[Exercise task A] Duplicate the Shanghai rooftop garden article below from "I began returning" to "in their neighborhoods.".
[Exercise task B]
Answer these questions about the Shanghai rooftop garden article below:
(i) On which floor of the apartment building was the door?
(ii) What containers did the basil and mint tumble over the sides of?
(iii) What was climbing up makeshift trellises?

Growth Goes Green
China's economic miracle was once viewed as a calamity for the environment, but the nation has achieved what was once thought impossible: achieving growth while protecting the natural world. This series explores how the world's second-largest economy is reducing its carbon footprint even as its economy powers ahead.
It began with a door I had never noticed.
Tucked behind a rusted stairwell on the top floor of my apartment building in Shanghai, it looked like just another utility access – probably a place for cleaning supplies or old air-con units. But one late afternoon, chasing a breeze in the thick June heat, I turned the knob and walked straight into another world.
Under a soft wash of dusk light, rows of potted vegetables lined the edge of the rooftop, soaking in the last warmth of the day. Tomatoes hung in clusters like little lanterns. Basil and mint tumbled over the sides of recycled milk cartons. In one corner, a small plastic greenhouse protected delicate seedlings. A watering hose lay coiled beside an overturned stool. Someone had been here, just recently, tending and caring.
The city, with all its honking, clanking and striving, seemed to fall away. I could still see it, of course, glass towers in every direction, but up here, surrounded by greenery and quiet, I felt the rarest thing in modern urban life: pause.
That rooftop garden didn't just surprise me. It quietly re-centered me.
In Shanghai, where change is the only constant and speed is the dominant tempo, there is something radical about choosing to grow things slowly. The contrast between the skyline, forever reaching higher, and this humble patch of green could not have been starker. And yet, somehow, the garden felt more modern than the buildings. It felt like the future.
I began returning regularly, slipping up in early mornings or just before sundown. I started recognizing familiar patterns – cucumbers climbing up makeshift trellises, someone swapping out soil, the sound of a thermos being uncapped. I never saw the gardener, but I felt a presence. And then I began noticing more.
Shanghai residents are undergoing a quiet green transformation that starts in their neighborhoods.

[Information shown]
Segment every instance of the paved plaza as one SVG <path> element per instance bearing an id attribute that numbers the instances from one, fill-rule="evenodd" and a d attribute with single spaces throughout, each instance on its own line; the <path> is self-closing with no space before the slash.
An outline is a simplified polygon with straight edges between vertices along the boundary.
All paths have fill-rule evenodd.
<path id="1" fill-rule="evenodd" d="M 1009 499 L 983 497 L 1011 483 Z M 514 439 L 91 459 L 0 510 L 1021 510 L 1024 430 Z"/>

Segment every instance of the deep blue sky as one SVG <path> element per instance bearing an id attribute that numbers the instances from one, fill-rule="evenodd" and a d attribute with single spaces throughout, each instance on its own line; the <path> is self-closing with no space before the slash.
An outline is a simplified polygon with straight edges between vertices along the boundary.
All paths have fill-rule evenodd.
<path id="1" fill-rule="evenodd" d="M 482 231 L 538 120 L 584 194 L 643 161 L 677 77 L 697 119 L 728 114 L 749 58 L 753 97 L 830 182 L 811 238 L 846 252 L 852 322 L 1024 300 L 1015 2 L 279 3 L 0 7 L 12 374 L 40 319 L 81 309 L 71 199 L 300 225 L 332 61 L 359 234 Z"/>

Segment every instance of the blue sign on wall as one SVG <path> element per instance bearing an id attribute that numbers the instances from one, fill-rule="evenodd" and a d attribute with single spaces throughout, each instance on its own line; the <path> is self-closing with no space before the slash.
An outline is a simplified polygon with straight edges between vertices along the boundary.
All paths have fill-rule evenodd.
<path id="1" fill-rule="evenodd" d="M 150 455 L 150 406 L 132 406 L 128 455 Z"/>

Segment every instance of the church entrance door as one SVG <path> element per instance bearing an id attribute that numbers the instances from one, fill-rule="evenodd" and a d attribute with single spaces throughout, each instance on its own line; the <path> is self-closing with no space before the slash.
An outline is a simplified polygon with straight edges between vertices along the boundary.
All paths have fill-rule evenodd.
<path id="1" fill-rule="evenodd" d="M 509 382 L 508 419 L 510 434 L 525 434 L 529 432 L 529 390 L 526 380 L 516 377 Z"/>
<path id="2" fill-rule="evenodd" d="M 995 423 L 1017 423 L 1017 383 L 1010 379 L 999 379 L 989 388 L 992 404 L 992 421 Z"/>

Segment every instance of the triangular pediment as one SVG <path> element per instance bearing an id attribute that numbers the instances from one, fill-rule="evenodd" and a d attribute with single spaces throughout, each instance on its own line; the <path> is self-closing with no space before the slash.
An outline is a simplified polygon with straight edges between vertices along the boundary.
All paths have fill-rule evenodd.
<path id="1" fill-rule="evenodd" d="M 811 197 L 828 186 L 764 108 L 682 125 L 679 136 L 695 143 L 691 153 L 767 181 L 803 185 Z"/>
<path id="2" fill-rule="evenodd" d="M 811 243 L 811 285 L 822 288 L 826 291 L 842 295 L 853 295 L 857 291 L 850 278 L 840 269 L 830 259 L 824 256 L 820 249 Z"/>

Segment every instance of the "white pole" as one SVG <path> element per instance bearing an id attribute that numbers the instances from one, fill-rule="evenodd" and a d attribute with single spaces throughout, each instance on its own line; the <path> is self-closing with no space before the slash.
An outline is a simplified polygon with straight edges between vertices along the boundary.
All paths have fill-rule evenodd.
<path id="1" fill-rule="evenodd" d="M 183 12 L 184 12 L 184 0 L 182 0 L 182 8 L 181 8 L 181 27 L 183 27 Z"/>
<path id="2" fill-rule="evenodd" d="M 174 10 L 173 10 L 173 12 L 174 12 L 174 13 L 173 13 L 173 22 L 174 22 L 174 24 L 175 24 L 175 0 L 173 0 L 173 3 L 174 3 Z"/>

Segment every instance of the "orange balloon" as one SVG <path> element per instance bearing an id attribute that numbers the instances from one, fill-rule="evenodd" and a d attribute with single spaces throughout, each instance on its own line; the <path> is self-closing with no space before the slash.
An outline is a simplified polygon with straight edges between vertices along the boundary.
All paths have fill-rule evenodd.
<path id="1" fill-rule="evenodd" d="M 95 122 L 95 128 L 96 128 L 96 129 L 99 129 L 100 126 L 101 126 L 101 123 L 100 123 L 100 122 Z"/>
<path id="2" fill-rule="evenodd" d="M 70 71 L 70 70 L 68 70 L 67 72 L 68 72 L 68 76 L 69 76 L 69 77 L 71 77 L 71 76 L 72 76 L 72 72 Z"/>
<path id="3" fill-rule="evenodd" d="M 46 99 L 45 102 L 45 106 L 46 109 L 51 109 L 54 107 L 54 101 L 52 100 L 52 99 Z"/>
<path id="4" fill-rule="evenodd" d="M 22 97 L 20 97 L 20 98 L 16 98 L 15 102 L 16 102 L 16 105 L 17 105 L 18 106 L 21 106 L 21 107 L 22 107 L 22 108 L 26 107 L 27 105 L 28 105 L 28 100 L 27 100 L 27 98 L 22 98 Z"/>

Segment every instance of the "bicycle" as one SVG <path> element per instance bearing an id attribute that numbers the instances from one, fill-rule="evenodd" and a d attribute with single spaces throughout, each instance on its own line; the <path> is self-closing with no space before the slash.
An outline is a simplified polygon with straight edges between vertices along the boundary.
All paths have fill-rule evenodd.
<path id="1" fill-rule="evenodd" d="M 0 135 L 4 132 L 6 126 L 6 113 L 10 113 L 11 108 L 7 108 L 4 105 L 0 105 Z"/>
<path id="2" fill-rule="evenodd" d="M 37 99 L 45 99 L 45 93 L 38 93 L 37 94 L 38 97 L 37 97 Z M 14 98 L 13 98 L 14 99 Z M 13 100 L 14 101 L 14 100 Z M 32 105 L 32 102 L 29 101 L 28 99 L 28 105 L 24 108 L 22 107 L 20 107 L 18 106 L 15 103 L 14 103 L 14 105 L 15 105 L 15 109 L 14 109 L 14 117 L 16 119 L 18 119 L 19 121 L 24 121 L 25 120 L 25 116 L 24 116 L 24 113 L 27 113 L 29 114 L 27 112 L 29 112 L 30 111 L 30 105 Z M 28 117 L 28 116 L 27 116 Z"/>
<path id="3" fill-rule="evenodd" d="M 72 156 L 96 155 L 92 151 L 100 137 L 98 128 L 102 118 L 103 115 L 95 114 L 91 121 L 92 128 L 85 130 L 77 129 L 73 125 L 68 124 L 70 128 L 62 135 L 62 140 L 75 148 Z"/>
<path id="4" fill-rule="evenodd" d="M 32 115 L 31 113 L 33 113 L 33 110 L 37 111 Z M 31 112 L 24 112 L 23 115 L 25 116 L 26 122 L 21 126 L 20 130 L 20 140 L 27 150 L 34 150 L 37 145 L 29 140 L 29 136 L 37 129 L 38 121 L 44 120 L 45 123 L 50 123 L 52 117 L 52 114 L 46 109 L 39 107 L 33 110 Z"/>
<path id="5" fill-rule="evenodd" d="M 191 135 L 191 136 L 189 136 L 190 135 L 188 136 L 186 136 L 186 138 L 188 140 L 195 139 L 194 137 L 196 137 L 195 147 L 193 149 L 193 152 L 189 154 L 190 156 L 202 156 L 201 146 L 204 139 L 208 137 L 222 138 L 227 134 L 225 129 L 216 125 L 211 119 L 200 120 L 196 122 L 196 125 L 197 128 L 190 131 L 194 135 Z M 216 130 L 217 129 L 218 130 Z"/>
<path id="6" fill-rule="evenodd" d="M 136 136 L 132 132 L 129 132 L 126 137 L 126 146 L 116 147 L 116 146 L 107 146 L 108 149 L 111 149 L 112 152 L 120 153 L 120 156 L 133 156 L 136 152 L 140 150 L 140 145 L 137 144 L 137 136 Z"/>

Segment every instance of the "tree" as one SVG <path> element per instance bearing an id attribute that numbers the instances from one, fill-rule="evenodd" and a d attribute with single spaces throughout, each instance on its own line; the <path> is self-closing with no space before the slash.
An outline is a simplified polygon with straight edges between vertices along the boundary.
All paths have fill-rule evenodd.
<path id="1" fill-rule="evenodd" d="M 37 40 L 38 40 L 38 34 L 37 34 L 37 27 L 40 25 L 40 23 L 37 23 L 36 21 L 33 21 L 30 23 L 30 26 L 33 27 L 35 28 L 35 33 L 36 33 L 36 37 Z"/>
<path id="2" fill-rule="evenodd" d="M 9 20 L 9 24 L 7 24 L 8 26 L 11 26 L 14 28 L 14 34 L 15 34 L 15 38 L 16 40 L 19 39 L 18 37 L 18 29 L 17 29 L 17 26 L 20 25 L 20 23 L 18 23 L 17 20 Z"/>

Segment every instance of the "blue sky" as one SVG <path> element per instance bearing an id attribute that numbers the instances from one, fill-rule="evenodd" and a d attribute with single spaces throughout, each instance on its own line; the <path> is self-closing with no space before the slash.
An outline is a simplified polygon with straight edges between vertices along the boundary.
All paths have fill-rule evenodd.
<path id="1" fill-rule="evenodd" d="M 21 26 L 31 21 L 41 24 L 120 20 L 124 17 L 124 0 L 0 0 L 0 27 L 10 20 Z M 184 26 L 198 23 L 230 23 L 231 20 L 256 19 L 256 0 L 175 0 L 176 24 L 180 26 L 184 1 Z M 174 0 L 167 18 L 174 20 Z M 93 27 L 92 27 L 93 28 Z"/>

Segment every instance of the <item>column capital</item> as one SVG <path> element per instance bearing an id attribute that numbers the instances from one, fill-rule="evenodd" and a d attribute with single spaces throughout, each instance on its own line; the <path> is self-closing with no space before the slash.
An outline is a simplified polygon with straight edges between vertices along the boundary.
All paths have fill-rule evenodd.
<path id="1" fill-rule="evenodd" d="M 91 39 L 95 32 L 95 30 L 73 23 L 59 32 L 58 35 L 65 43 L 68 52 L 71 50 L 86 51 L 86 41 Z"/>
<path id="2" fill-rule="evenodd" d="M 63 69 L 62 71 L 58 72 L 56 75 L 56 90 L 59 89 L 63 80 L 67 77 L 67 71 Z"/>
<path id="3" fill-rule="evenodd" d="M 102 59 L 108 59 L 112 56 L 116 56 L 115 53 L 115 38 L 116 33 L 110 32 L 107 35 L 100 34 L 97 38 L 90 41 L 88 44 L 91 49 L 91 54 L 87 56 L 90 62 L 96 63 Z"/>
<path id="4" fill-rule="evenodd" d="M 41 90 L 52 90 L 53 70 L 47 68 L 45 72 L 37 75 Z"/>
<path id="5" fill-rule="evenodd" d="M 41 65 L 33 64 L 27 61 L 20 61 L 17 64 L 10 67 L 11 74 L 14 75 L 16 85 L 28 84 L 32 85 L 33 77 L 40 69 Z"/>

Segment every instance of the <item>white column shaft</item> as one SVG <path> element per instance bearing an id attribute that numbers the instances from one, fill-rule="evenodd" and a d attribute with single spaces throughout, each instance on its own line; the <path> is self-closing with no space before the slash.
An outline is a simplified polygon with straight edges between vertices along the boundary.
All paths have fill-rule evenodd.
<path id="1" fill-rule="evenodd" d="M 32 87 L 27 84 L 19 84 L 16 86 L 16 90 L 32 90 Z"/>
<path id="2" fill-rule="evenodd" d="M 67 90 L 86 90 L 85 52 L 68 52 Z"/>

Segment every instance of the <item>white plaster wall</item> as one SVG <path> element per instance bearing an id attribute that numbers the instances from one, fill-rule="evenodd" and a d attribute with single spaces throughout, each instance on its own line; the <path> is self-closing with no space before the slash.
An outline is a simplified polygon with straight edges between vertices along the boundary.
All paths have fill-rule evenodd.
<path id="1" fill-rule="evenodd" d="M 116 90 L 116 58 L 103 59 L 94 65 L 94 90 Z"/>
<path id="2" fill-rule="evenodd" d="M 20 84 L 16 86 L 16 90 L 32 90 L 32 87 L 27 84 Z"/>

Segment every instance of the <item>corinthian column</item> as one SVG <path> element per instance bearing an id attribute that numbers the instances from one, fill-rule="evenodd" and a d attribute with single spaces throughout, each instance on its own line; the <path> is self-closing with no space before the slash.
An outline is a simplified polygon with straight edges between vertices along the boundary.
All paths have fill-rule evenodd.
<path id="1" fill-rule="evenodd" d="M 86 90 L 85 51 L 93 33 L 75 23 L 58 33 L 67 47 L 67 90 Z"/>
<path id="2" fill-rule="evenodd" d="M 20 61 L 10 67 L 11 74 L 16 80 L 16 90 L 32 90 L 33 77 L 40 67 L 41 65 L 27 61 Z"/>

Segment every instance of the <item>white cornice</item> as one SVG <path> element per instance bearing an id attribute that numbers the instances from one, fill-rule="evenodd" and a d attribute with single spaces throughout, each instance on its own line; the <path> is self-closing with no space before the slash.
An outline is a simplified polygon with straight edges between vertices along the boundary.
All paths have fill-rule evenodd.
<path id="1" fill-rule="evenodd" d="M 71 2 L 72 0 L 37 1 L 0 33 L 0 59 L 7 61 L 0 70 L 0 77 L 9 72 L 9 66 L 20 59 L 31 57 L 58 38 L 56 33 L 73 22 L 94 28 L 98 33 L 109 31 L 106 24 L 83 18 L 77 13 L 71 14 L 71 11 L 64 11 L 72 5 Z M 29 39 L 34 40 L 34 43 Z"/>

[Written reply A]
I began returning regularly, slipping up in early mornings or just before sundown. I started recognizing familiar patterns – cucumbers climbing up makeshift trellises, someone swapping out soil, the sound of a thermos being uncapped. I never saw the gardener, but I felt a presence. And then I began noticing more.
Shanghai residents are undergoing a quiet green transformation that starts in their neighborhoods.

[Written reply B]
(i) The top floor
(ii) Recycled milk cartons
(iii) Cucumbers